→ **What you have to do**
Return every line in the items below that contains the string "metal".

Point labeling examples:
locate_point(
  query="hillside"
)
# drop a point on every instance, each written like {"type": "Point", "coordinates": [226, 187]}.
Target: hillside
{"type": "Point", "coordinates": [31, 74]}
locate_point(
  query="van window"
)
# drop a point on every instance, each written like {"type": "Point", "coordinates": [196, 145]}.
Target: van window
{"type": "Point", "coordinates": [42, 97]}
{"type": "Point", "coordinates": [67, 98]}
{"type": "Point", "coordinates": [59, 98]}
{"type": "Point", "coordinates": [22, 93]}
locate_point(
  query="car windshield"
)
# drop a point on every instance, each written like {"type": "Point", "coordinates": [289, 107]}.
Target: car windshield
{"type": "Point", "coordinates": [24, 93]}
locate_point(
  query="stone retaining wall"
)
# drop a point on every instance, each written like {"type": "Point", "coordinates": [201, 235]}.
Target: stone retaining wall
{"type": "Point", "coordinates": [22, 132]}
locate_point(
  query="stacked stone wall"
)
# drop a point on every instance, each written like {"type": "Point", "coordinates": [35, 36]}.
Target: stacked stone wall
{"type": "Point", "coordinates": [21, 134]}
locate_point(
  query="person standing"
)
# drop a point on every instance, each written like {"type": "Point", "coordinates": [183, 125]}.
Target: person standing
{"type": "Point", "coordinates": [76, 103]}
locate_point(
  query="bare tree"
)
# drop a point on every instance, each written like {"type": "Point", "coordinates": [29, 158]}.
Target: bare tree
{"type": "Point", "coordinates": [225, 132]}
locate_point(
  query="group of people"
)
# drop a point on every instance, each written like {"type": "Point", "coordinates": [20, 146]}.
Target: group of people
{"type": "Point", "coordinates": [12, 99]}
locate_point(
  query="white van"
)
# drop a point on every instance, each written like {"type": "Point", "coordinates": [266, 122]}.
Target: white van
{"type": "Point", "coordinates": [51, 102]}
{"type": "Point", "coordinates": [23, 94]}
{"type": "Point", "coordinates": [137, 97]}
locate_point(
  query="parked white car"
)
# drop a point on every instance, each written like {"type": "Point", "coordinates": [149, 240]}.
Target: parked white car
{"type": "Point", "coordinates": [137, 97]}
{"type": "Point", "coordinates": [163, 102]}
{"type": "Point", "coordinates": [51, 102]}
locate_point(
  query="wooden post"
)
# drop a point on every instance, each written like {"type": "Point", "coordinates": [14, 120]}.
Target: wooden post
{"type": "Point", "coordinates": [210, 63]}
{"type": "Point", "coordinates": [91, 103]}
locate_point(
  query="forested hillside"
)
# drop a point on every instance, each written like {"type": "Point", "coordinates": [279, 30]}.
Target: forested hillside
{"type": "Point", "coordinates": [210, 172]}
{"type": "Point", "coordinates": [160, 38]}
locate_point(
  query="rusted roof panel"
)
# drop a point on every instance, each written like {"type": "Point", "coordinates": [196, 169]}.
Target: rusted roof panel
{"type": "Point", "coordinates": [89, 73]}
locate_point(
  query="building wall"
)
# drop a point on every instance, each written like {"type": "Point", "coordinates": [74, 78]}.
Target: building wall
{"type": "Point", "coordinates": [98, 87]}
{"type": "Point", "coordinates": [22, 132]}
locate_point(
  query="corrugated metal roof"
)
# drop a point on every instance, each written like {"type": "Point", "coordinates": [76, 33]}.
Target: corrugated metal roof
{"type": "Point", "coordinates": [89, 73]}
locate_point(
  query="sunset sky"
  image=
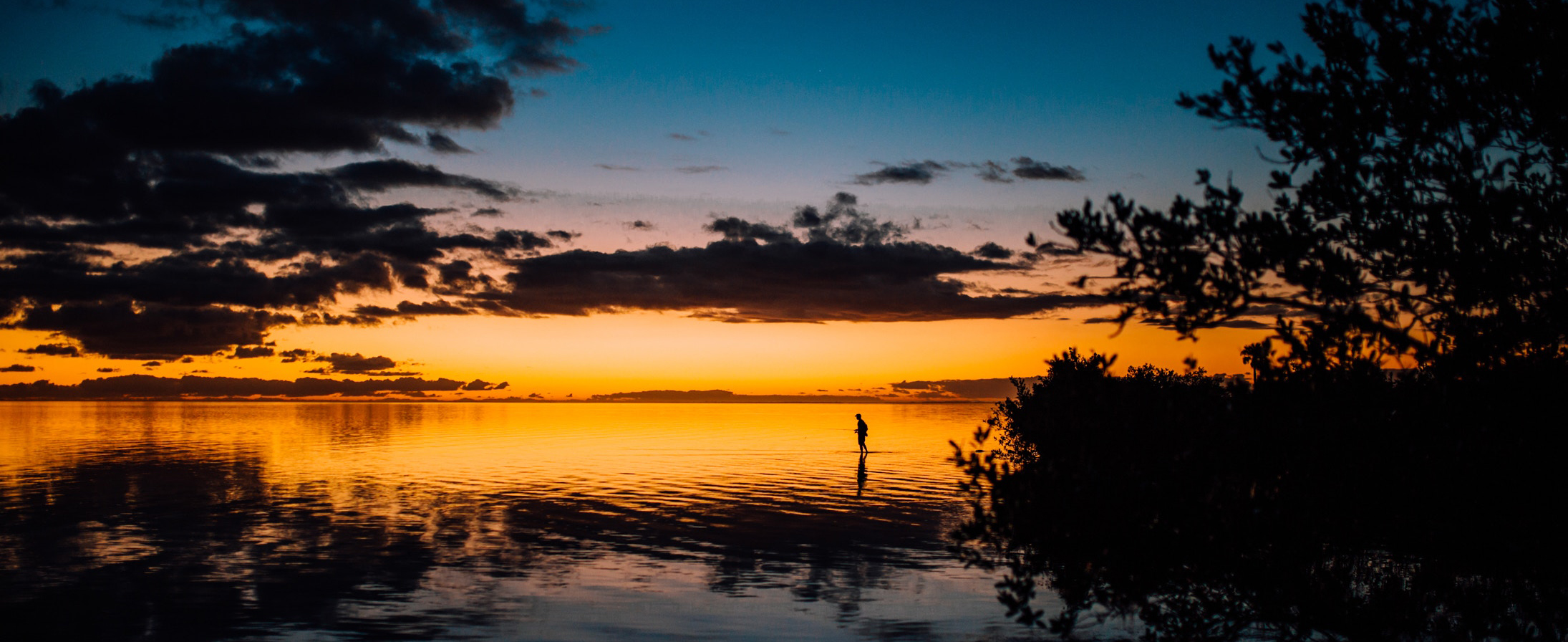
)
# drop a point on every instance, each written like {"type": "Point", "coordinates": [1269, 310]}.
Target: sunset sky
{"type": "Point", "coordinates": [770, 200]}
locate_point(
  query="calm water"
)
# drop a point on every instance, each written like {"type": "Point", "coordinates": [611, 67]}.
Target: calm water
{"type": "Point", "coordinates": [538, 522]}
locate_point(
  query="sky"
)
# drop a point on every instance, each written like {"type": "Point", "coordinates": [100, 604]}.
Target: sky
{"type": "Point", "coordinates": [493, 200]}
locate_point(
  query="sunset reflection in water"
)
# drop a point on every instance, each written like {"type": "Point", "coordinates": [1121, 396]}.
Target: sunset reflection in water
{"type": "Point", "coordinates": [485, 520]}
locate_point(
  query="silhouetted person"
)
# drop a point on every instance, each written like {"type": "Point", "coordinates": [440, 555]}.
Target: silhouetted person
{"type": "Point", "coordinates": [860, 478]}
{"type": "Point", "coordinates": [860, 431]}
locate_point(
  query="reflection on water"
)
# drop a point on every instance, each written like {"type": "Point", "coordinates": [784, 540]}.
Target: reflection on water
{"type": "Point", "coordinates": [483, 522]}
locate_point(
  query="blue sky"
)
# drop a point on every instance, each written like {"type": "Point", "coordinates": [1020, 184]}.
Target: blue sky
{"type": "Point", "coordinates": [674, 115]}
{"type": "Point", "coordinates": [794, 100]}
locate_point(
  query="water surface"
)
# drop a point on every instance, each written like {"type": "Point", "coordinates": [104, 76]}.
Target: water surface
{"type": "Point", "coordinates": [485, 522]}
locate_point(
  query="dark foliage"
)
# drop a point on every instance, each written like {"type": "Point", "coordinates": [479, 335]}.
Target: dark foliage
{"type": "Point", "coordinates": [1211, 509]}
{"type": "Point", "coordinates": [1431, 220]}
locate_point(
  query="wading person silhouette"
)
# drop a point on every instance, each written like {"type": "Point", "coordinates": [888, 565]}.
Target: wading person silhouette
{"type": "Point", "coordinates": [860, 431]}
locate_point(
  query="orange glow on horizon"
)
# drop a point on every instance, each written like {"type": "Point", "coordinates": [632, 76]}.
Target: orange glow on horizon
{"type": "Point", "coordinates": [557, 357]}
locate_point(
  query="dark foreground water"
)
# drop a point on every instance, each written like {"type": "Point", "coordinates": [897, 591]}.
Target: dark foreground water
{"type": "Point", "coordinates": [545, 522]}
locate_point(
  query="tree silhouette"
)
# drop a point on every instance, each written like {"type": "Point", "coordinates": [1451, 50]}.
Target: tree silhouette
{"type": "Point", "coordinates": [1431, 224]}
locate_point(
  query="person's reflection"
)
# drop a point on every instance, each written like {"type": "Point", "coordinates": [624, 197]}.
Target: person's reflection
{"type": "Point", "coordinates": [860, 478]}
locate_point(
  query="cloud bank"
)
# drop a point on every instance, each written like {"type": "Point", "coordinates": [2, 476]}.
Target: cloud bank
{"type": "Point", "coordinates": [180, 167]}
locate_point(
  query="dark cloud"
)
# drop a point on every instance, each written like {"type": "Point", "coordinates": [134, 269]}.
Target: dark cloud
{"type": "Point", "coordinates": [126, 332]}
{"type": "Point", "coordinates": [413, 310]}
{"type": "Point", "coordinates": [250, 352]}
{"type": "Point", "coordinates": [159, 19]}
{"type": "Point", "coordinates": [959, 388]}
{"type": "Point", "coordinates": [54, 350]}
{"type": "Point", "coordinates": [992, 171]}
{"type": "Point", "coordinates": [150, 387]}
{"type": "Point", "coordinates": [383, 175]}
{"type": "Point", "coordinates": [841, 266]}
{"type": "Point", "coordinates": [739, 229]}
{"type": "Point", "coordinates": [918, 173]}
{"type": "Point", "coordinates": [357, 363]}
{"type": "Point", "coordinates": [1032, 170]}
{"type": "Point", "coordinates": [989, 250]}
{"type": "Point", "coordinates": [183, 167]}
{"type": "Point", "coordinates": [442, 143]}
{"type": "Point", "coordinates": [728, 396]}
{"type": "Point", "coordinates": [924, 171]}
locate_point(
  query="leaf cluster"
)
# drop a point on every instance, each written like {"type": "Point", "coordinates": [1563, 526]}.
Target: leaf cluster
{"type": "Point", "coordinates": [1420, 203]}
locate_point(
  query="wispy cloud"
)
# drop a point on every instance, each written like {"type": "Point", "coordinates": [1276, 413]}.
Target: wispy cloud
{"type": "Point", "coordinates": [918, 173]}
{"type": "Point", "coordinates": [155, 166]}
{"type": "Point", "coordinates": [924, 171]}
{"type": "Point", "coordinates": [828, 264]}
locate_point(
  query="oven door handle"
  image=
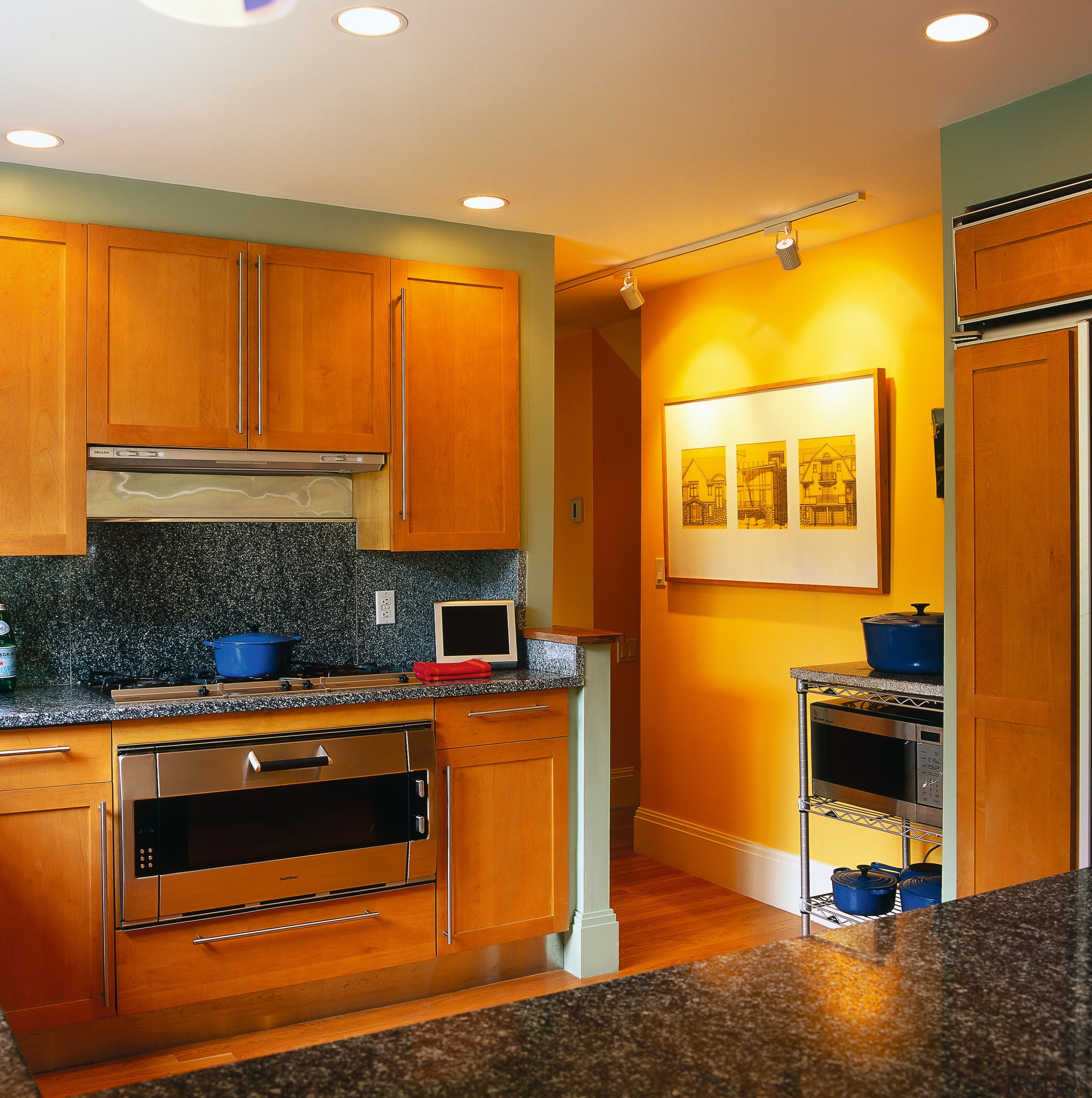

→ **The response**
  query="corrugated metal roof"
Target: corrugated metal roof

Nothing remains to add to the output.